### Reading passage:
As of midnight last night, I had nothing prepared for this show.  It still doesn’t feel like I have anything prepared, even though I’m staring at a page full of words.  I was tired.  I had worked all day until 7 pm, and put everything I had into it.  My wife made lasagna, and I had four, that’s right, four, plates of it and a big glass of red wine.  And then my forty year old body spied the couch and the DVD player, and this show was suddenly a royal pain.  I was wanting my own personal Donald Rumsfeld to fire me at my next thought of preparing for the New Capital Show, just as he threatened to fire the next person who brought up preparation for occupying Iraq after the invasion.
 
I tried to finish watching Frank Capra’s classic 1939 film about political corruption, Mr. Smith Goes to Washington.  But I kept falling asleep, waking up bleary-eyed every ten minutes and then falling asleep again, the movie came off like some kind of sleep montage.  But it’s a movie you can still understand even as a sleep montage, if only because its themes, for that matter its entire plot, resemble our world today.
 
This week the National Intelligence Estimate says our invasion of Iraq is creating more terrorists.  The President says it’s not.  He says his proposals to torture people are not torture.  His proposals to revoke due process are not revocations of due process.  His supporters in the coal industry say that dirty coal now burns cleanly.  Americans will now be more stable in retirement by eliminating social security.  Health care is best made universal by not making it universal.  Forests are made healthy by cutting them down.  Nations are made democratic by invading them.  World security from nuclear weapons is enhanced by building more US nuclear weapons.  Peace with Islam is enhanced by labeling certain of its members Islamofascists.  The small amount of oil remaining in US reserves is plenty to make an impact on our national energy profile.  Hundreds of billions in expenditures on ill-conceived wars are good expenditures.  Up is down.  Down is up.  Right is wrong.  Wrong is right.

### Dataset records:
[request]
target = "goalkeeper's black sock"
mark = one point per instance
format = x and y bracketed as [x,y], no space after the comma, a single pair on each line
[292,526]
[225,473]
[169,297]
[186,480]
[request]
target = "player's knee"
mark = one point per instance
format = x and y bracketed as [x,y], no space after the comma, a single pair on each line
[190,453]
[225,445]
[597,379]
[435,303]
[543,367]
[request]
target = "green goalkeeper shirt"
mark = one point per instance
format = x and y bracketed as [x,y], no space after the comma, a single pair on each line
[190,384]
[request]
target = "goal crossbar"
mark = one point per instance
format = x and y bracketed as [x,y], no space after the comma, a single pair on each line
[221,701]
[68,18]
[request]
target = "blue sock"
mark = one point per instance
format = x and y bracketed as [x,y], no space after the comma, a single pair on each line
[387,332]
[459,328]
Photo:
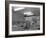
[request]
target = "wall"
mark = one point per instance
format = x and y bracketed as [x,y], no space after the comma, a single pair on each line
[2,19]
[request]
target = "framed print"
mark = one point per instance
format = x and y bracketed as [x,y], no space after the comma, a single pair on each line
[24,18]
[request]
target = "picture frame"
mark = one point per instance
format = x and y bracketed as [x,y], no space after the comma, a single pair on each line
[10,7]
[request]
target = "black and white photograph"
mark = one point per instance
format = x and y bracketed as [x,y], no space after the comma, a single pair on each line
[25,18]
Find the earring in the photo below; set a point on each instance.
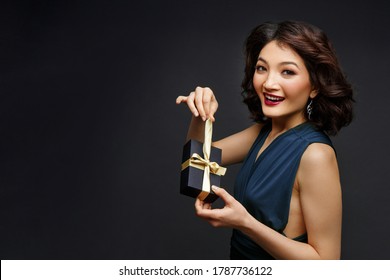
(309, 109)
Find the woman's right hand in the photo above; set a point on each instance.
(201, 102)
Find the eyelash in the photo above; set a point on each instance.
(284, 72)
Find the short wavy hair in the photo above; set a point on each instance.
(333, 105)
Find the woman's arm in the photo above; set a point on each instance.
(320, 195)
(203, 104)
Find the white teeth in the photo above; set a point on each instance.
(274, 98)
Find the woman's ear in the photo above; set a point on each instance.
(313, 93)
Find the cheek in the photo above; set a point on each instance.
(297, 88)
(258, 82)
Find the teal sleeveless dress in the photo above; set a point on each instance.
(264, 186)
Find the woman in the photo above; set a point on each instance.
(287, 198)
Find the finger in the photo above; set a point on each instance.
(207, 96)
(213, 109)
(191, 104)
(226, 197)
(181, 99)
(199, 102)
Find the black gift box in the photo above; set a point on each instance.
(191, 178)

### Exercise requirements:
1. In the New Capital Show piece, which film did the writer keep falling asleep during?
2. Carry on the New Capital Show piece, starting right after its last line.
The data has nothing to do with the New Capital Show piece.

### Results for the exercise:
1. Frank Capra's 1939 film Mr. Smith Goes to Washington.

2.
 
And there I sat, unfocused and bloated on the couch, watching James “Jimmy” Stewart, America’s third ranked leading man ever according to the Motion Picture Association (and he really is quite good), stare incredulously, naively, as the entire Senate chamber that he has previously admired, in unison condemns him as a criminal for being a good man.  As being a liar for being truthful.  As being guilty for being innocent.  The denunciation of him is so firm, so unwavering, so monolithic, that all he can do is stare blankly at this alternate reality.  It takes the rest of the movie for him to get over the shock, and get going at the hard work of defeating bad people and winning over weak ones. 
 
In the winter of 1942-43, in the war in Eastern Europe, the German army fought its way into the Russian city of Stalingrad, pushing remnants of the Red Army into a handful of large factories built along the Volga River.  Those remnants were told by Stalin to fight for the factories as if there was no land across the river.  They did, and held on for two months until the rest of the Red Army awoke from its deep slumber.  Little did the Germans suspect then that the high water mark of their dominance had been reached in those dismal, burned out factories deep in the Russian steppe in the dead of winter.  It’s never clear while you’re in the burned out factories.  But it is later.
 
 
Sometimes it takes a while to get going against people who have been secretly planning and perfecting domination for a long time.  Sometimes it takes time for the shock of the incredible, of the unreasonable, of the illogical, and yes, even of the evil, to wear off.  That’s okay.  Take some time.  Jimmy Stewart did.  The Russians did.  But don’t take forever.  After all, election Day is coming.  And even if you don’t think your votes are counted, remember Jimmy Stewart, standing in the Senate chamber promising to continue to filibuster even if they fill the room with telegrams demanding that he stand down and be quiet.  He knew it wasn’t about the paper.
 
Around midnight the credits rolled, and I managed to drag my stuffed, lazy, indifferent self off the couch and into bed, still lacking any preparation for right now.  And then I wrote this.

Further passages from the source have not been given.